Document written by Agustín de Iturbide

Declaration to the world, or notes for history (Manifiesto al mundo o sean apuntes para la historia or Manifiesto desde Liorna) is a document written by Agustín de Iturbide (1793-1824) after he had been deposed in March 1823 as emperor of Mexico, and made public on October 13, 1824 after his death. This document reflected his views of himself and of his duties in the politics of his country. It was found by chance between his shirt and girdle after his execution for treason on July 19, 1824 in Nuevo Santander, now in Tamaulipas state. The stains on the document are the blood of Iturbide.

He said:

In Philadelphia, in Havana and in some European newspapers they have spoken of me, painting me in the darkest colors and with exaggerated features: cruel, ambitious and a mercenary. (En Filadelfia, en la Habana y en algunos periódicos de Europa se ha hablado de mi pintándome con los más negros colores; cruel, ambicioso, interesado con los rasgos más marcados.)

About his vision:

Only a visionary can see how many arguments can be levelled against the dream of a Mexican republic, and how little influence the campaigners for the so-called New Spain had with the United States of America. (Sólo cabe en la cabeza de un visionario, cuantas razones se podrían exponer contra la soñada república de los mejicanos, y que poco alcanzan los que camparan a lo que se llamó la Nueva España, con los Estados Unidos de América.)

== Context ==
Five days before his shooting, the former emperor arrived at the port of Soto la Marina, Tamaulipas coming from Europe after an exile of more than a year. He ignored the publication of a decree calling for his immediate execution if he stepped on Mexican soil. He planned to offer his services to the Mexican authorities to face a possible Spanish invasion. One year after restoration of absolute monarchy in Spain, king Fernando VII had plans to reconquer Mexico using forces under the command of Félix Calleja.

* _Task item 1_
Copy the Iturbide declaration text word for word, starting with "Only a visionary" and going on through "Unidos de América.)".
* _Task item 2_
In the Iturbide declaration text, on what date was the document made public?

* _Extracted data_
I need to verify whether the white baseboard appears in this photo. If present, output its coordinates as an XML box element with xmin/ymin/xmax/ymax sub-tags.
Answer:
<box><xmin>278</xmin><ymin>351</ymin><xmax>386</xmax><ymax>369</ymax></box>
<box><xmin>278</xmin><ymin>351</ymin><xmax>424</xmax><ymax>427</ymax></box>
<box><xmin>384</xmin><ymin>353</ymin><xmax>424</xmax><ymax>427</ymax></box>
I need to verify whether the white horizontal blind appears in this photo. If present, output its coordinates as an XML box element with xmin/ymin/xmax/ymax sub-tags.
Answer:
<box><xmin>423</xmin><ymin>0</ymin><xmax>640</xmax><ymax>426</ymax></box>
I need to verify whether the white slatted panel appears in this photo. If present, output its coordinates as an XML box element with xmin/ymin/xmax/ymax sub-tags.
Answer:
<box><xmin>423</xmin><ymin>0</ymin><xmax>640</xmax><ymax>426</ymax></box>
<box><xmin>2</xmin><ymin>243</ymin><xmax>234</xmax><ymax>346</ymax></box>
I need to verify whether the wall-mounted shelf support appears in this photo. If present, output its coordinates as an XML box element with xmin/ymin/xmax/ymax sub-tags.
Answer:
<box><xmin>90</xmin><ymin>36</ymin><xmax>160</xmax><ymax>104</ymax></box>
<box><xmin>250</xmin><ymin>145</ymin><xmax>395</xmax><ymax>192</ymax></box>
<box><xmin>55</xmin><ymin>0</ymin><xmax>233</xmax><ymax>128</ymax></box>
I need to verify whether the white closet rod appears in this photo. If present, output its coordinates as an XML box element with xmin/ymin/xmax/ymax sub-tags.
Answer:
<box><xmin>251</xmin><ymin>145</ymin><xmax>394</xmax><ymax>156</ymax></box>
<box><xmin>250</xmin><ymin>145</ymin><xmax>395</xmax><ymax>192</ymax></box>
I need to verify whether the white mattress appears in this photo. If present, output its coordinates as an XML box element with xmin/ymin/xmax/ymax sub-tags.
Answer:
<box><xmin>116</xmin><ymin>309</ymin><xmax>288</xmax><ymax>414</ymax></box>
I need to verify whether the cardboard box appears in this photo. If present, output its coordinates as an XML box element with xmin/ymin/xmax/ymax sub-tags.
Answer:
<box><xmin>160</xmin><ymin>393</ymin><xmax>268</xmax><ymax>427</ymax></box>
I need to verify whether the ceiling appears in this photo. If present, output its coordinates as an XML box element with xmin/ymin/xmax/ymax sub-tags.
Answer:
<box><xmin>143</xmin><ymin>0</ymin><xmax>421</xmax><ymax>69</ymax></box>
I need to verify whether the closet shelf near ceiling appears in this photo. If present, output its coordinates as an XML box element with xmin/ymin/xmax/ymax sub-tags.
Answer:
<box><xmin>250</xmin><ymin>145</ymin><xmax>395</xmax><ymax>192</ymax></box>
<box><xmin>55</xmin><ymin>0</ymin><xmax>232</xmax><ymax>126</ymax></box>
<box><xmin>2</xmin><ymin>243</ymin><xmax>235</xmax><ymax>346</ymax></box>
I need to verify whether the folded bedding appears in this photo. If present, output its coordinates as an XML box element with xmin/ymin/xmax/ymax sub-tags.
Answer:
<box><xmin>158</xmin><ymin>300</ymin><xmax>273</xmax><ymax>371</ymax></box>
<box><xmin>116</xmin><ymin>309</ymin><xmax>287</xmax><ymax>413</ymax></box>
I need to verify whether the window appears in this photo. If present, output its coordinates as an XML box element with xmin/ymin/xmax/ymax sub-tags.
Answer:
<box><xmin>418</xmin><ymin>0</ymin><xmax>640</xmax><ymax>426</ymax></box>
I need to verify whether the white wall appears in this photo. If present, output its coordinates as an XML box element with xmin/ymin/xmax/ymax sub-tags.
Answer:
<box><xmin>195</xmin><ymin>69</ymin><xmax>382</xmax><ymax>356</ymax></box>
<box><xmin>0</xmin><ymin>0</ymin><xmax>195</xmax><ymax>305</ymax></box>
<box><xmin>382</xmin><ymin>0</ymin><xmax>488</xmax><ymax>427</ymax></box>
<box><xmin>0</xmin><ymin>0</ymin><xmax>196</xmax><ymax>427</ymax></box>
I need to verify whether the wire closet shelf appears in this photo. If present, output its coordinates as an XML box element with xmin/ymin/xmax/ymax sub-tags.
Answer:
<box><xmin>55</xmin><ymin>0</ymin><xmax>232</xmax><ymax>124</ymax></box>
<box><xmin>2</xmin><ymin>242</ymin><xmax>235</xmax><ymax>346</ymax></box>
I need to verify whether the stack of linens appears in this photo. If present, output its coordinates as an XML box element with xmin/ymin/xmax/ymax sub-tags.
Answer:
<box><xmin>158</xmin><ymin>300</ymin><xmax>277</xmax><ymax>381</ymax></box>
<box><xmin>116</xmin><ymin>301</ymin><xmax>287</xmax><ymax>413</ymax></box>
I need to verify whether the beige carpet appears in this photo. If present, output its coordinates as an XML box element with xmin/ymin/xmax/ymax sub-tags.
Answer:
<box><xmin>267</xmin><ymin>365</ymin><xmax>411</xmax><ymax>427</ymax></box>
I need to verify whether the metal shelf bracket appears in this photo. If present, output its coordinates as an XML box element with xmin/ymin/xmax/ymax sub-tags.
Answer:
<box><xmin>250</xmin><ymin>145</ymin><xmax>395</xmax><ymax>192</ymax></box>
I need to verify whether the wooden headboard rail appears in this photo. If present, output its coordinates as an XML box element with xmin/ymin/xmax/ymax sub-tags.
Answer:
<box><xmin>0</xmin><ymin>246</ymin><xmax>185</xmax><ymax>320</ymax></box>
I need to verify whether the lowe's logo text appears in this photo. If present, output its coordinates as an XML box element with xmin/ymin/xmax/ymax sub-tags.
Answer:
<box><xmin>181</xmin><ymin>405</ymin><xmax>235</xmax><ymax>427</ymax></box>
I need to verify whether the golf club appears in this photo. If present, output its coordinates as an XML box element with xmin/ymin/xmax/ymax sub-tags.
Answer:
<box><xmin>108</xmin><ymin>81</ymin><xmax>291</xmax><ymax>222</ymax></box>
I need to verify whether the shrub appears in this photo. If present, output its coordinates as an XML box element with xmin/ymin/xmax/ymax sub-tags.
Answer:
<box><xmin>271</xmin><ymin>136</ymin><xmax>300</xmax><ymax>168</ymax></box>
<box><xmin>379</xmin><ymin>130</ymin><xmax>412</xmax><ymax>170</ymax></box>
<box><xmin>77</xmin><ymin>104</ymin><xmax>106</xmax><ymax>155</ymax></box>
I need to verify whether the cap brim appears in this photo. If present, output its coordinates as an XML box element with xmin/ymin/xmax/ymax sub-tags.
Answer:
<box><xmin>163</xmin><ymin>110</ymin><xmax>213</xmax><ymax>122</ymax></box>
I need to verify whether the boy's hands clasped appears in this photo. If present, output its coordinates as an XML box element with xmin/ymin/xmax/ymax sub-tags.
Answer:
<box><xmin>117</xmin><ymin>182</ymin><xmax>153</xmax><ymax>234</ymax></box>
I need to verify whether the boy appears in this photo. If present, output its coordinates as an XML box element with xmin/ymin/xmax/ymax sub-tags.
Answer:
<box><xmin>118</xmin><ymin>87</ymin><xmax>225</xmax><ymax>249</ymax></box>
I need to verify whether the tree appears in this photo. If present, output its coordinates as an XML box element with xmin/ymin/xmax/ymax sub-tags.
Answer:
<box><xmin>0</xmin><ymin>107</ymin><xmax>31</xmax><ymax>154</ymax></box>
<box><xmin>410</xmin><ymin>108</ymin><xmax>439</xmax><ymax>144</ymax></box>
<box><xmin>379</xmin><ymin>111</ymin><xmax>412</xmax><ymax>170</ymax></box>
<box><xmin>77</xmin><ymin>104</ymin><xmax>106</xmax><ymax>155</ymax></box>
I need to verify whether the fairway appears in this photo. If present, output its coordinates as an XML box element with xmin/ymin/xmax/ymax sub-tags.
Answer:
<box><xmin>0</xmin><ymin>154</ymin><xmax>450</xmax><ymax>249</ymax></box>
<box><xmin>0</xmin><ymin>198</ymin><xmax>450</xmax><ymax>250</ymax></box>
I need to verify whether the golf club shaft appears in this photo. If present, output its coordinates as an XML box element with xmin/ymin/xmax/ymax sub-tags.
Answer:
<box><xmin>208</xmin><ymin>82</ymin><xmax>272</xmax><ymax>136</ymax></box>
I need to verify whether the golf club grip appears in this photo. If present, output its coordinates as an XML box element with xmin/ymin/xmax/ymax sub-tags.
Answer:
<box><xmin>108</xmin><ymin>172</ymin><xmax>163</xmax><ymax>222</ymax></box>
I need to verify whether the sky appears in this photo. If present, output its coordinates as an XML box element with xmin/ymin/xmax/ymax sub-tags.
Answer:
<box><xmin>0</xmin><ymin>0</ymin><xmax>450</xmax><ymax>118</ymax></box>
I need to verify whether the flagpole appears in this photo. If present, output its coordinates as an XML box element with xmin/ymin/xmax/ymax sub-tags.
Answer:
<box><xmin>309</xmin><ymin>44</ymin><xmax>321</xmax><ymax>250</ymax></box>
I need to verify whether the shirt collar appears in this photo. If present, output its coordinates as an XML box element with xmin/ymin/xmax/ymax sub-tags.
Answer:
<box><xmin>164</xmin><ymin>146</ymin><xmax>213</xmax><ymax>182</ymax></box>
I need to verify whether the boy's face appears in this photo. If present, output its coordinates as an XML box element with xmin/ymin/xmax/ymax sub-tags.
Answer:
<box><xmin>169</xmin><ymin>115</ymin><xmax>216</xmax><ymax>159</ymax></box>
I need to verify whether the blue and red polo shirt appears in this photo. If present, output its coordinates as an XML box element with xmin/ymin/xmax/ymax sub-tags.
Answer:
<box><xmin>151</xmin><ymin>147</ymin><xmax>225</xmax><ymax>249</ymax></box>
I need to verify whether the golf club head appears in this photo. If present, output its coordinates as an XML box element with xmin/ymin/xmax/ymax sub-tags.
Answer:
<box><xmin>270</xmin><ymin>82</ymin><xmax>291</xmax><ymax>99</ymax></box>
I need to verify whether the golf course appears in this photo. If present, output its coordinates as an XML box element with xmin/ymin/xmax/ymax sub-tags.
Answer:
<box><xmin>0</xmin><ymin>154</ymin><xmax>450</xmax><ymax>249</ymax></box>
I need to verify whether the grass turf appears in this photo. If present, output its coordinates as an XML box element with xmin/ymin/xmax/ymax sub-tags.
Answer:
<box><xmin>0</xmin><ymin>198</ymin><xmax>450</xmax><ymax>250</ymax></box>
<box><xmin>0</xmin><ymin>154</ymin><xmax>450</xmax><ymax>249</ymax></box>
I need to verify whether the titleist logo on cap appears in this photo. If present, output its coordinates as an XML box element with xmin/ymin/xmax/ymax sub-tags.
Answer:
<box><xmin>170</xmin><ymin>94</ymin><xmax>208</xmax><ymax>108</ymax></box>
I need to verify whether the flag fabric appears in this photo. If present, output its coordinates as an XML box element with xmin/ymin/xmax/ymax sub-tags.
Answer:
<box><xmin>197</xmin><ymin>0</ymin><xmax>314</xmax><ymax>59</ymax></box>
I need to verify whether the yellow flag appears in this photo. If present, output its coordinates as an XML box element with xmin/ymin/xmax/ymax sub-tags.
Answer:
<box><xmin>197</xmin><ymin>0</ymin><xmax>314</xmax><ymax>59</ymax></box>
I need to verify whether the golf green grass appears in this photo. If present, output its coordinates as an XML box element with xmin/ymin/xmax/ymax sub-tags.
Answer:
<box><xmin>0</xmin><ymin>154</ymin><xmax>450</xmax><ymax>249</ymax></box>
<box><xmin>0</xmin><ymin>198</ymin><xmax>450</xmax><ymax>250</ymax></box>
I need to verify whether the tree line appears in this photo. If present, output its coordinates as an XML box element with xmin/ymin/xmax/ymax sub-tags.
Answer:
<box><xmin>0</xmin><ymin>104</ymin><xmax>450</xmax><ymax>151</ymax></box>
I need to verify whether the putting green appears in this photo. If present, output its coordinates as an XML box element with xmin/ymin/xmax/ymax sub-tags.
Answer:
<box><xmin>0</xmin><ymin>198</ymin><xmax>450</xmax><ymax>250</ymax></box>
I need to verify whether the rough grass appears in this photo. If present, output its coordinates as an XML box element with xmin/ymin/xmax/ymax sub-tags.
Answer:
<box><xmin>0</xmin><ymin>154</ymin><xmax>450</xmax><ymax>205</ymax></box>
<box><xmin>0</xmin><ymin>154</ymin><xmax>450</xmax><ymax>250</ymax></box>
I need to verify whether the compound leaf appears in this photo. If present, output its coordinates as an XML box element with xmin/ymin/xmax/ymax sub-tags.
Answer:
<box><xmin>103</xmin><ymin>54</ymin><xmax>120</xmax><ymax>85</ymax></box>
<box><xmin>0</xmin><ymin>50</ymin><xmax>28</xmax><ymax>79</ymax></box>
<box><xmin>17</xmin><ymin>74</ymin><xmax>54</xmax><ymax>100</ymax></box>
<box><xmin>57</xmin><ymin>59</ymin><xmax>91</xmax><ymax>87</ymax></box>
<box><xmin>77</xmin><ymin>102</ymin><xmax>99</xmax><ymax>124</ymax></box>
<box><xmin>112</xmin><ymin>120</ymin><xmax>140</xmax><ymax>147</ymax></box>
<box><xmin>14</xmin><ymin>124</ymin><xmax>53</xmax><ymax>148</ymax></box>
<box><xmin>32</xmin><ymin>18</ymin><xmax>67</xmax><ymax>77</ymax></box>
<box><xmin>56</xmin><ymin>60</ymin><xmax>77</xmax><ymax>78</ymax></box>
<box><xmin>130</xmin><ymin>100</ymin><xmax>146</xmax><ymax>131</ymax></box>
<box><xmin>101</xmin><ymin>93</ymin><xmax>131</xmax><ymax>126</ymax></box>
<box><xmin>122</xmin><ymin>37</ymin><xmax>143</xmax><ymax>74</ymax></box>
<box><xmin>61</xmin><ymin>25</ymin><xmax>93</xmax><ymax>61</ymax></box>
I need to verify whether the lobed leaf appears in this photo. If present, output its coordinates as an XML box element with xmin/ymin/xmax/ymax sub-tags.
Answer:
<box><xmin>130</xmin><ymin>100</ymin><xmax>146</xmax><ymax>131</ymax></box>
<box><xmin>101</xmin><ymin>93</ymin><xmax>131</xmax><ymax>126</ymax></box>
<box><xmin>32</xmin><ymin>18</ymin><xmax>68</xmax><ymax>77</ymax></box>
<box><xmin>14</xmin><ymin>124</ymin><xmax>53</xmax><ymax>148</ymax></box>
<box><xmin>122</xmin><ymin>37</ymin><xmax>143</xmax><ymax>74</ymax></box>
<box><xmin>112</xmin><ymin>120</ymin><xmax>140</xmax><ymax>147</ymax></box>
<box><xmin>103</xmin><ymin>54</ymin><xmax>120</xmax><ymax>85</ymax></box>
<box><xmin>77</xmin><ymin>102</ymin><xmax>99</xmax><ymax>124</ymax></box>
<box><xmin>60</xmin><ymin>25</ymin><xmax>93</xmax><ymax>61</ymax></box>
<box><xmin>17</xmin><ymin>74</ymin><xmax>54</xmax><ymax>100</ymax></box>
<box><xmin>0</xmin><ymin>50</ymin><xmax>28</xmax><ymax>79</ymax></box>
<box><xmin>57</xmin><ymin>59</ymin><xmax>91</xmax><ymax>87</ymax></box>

* _Answer space 1_
Only a visionary can see how many arguments can be levelled against the dream of a Mexican republic, and how little influence the campaigners for the so-called New Spain had with the United States of America. (Sólo cabe en la cabeza de un visionario, cuantas razones se podrían exponer contra la soñada república de los mejicanos, y que poco alcanzan los que camparan a lo que se llamó la Nueva España, con los Estados Unidos de América.)

* _Answer space 2_
October 13, 1824